Document excerpt START

I understand both are acceptable in the Church. Which way do you interpret it?
Hang on a second – the Church
doesn’t permit the teaching that Adam and Eve are mere “allegories.”
I think allegory is not quite the right word. It’s not just a story that reveals a hidden meaning. It’s a version of a real historical fact, God created everything, there were two people who actually existed and are the ancestors of all of us, they committed the first sin, resulting in the Fall if mankind.
I’m with @tafan2 on this one. This isn’t “allegory” in the sense that there were never two initial true humans. The Church teaches that this
is a literally true fact.
On the other hand, the Church teaches that the story of Genesis 3 (the fall of man)
is figurative. So, it’s important to not get hung up on ‘apples’, ‘talking serpents’, and ‘sewn fig leaves’. The take-away from Genesis 3 is what tafan2 mentions: our first fully human ancestors (i.e., human in the sense of a “body / soul composite”, made in the image and likeness of God)

Document excerpt END
Data extract START

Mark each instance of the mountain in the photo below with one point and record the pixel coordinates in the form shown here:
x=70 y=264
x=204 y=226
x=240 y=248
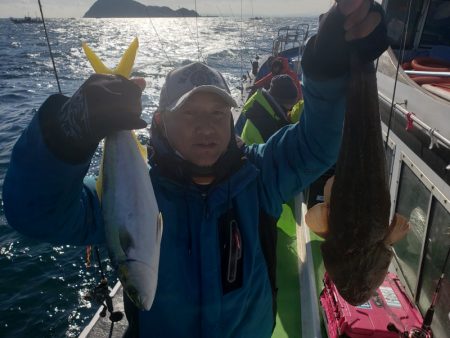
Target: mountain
x=133 y=9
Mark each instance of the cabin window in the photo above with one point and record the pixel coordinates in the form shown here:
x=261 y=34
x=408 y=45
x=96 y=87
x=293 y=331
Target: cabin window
x=437 y=246
x=413 y=201
x=437 y=25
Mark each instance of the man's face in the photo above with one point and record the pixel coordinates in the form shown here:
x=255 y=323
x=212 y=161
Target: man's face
x=200 y=129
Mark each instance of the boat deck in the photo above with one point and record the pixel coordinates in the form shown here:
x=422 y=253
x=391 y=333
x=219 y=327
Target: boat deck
x=101 y=327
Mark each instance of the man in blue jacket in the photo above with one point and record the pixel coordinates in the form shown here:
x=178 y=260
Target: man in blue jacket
x=208 y=190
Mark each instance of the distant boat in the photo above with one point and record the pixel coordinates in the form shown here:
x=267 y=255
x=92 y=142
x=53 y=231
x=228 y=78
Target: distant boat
x=26 y=19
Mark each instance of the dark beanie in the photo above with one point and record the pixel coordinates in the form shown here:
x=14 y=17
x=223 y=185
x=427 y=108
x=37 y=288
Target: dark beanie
x=283 y=89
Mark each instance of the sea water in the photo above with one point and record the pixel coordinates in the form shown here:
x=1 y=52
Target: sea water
x=42 y=286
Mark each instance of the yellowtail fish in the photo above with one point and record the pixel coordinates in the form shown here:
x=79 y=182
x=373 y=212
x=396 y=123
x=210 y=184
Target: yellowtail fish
x=133 y=223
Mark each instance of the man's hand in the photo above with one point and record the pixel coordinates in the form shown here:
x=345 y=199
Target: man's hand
x=359 y=20
x=349 y=27
x=103 y=104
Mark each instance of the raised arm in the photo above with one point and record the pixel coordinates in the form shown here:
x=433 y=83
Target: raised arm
x=297 y=155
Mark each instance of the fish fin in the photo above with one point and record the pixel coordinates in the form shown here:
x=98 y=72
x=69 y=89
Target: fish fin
x=126 y=241
x=159 y=227
x=94 y=60
x=142 y=149
x=127 y=61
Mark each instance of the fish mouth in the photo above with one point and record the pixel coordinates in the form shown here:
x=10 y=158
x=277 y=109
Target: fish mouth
x=139 y=281
x=205 y=145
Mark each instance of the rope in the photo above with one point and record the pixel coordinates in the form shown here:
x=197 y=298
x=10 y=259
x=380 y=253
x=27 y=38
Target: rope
x=159 y=39
x=399 y=61
x=196 y=26
x=49 y=47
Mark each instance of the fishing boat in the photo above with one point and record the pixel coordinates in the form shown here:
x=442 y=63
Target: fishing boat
x=26 y=19
x=416 y=132
x=415 y=115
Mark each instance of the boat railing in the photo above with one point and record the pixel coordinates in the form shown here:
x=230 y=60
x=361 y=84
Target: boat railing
x=433 y=133
x=290 y=37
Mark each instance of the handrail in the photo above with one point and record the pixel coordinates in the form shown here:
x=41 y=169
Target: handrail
x=432 y=132
x=427 y=73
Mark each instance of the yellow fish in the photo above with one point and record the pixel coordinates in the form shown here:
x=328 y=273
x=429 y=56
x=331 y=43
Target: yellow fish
x=133 y=224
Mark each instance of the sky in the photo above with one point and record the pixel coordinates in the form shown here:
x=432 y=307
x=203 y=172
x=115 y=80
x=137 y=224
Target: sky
x=77 y=8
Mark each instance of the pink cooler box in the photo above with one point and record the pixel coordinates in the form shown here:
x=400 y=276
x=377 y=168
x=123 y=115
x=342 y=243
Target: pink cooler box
x=390 y=306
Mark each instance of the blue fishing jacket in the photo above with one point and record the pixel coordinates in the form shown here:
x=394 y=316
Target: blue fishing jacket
x=51 y=200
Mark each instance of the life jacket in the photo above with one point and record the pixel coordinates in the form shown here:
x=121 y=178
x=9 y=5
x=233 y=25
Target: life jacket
x=264 y=117
x=264 y=82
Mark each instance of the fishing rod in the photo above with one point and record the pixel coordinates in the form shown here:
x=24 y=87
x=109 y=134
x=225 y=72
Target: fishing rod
x=399 y=61
x=196 y=26
x=49 y=47
x=159 y=38
x=426 y=326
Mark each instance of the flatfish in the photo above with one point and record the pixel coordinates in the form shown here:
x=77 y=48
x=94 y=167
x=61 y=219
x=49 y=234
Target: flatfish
x=355 y=254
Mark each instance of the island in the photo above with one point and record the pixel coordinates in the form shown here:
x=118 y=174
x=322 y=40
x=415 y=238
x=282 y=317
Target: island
x=133 y=9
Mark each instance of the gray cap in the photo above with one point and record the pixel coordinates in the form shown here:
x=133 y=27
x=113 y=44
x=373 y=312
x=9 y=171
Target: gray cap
x=183 y=82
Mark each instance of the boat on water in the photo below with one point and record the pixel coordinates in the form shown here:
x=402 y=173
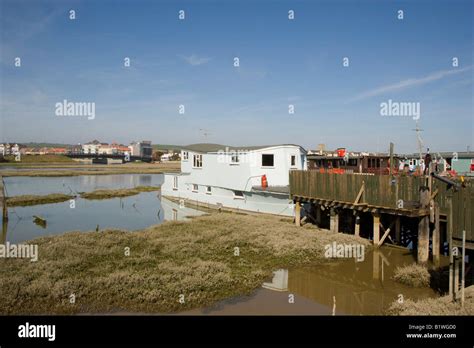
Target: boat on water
x=254 y=178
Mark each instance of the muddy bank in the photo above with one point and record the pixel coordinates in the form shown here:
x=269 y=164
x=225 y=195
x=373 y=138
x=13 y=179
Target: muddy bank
x=435 y=306
x=106 y=194
x=173 y=267
x=27 y=200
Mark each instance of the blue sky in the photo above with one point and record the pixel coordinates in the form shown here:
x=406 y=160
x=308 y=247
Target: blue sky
x=282 y=62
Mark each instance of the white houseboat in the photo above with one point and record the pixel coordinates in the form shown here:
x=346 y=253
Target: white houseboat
x=251 y=179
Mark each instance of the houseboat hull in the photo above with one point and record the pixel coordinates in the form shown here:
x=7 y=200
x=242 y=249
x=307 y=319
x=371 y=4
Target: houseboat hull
x=277 y=203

Data extract END

Assigned task A :: Using the forum discussion on Adam and Eve, decide whether each statement agrees with it: (i) the Church permits teaching that Adam and Eve are mere allegories; (ii) the Church teaches that the story of Genesis 3 is figurative; (iii) one poster considers "allegory" exactly the right word. Answer yes or no for each and quote the deciding words.
Assigned task B :: Write a continuation of the forum discussion on Adam and Eve, picking up from its final words.
The records play no part in what comes next.

Task response A ::
(i) No: "the Church doesn’t permit the teaching that Adam and Eve are mere “allegories.”"
(ii) Yes: "the Church teaches that the story of Genesis 3 (the fall of man) is figurative"
(iii) No: "I think allegory is not quite the right word."

Task response B ::
did sin, resulting in the world which we have inherited.
You
can ask questions like “were the names of these two people
really ‘Adam’ and ‘Eve’?” After all, in the Greek Septuagint version of the Bible, the first mentions of Eve call her ‘Zoe’ (i.e., “(mother) of all the living”) and then only later change over to ‘Eve’. So, I think it’s fair to ponder over what names they might have had.
But, the Church definitely teaches that there really
were two literal first truly human persons.